# [What you will do]
Reproduce the lines below word for word, omitting the pictures.

# [Records from a dataset]
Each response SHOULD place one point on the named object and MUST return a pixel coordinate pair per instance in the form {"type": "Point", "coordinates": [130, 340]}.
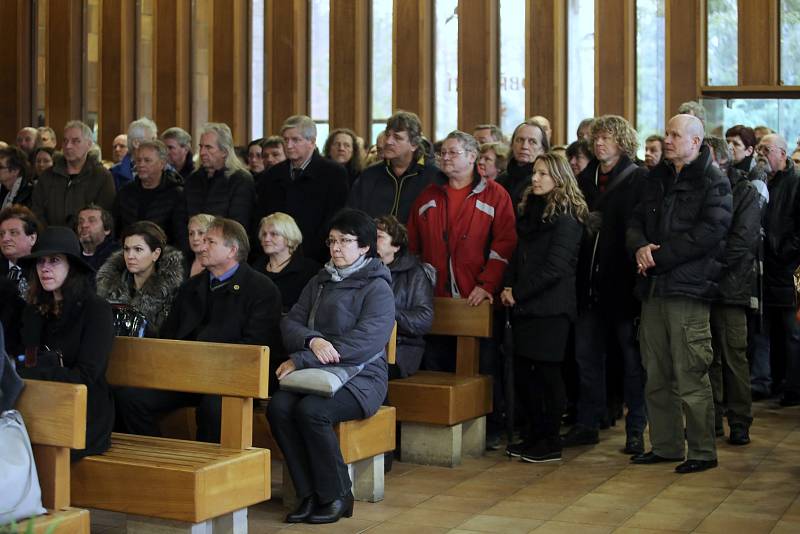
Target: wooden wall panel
{"type": "Point", "coordinates": [412, 53]}
{"type": "Point", "coordinates": [615, 58]}
{"type": "Point", "coordinates": [229, 94]}
{"type": "Point", "coordinates": [759, 36]}
{"type": "Point", "coordinates": [63, 65]}
{"type": "Point", "coordinates": [172, 98]}
{"type": "Point", "coordinates": [349, 66]}
{"type": "Point", "coordinates": [117, 80]}
{"type": "Point", "coordinates": [286, 62]}
{"type": "Point", "coordinates": [16, 62]}
{"type": "Point", "coordinates": [546, 64]}
{"type": "Point", "coordinates": [684, 53]}
{"type": "Point", "coordinates": [478, 63]}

# [The response]
Each response SHOULD place one point on the named object and MUST return a pixel coordinate pair per instance in the form {"type": "Point", "coordinates": [130, 340]}.
Target: wooden wall panel
{"type": "Point", "coordinates": [412, 53]}
{"type": "Point", "coordinates": [615, 58]}
{"type": "Point", "coordinates": [229, 94]}
{"type": "Point", "coordinates": [759, 36]}
{"type": "Point", "coordinates": [63, 65]}
{"type": "Point", "coordinates": [172, 98]}
{"type": "Point", "coordinates": [349, 66]}
{"type": "Point", "coordinates": [117, 80]}
{"type": "Point", "coordinates": [286, 62]}
{"type": "Point", "coordinates": [16, 62]}
{"type": "Point", "coordinates": [546, 64]}
{"type": "Point", "coordinates": [684, 53]}
{"type": "Point", "coordinates": [478, 63]}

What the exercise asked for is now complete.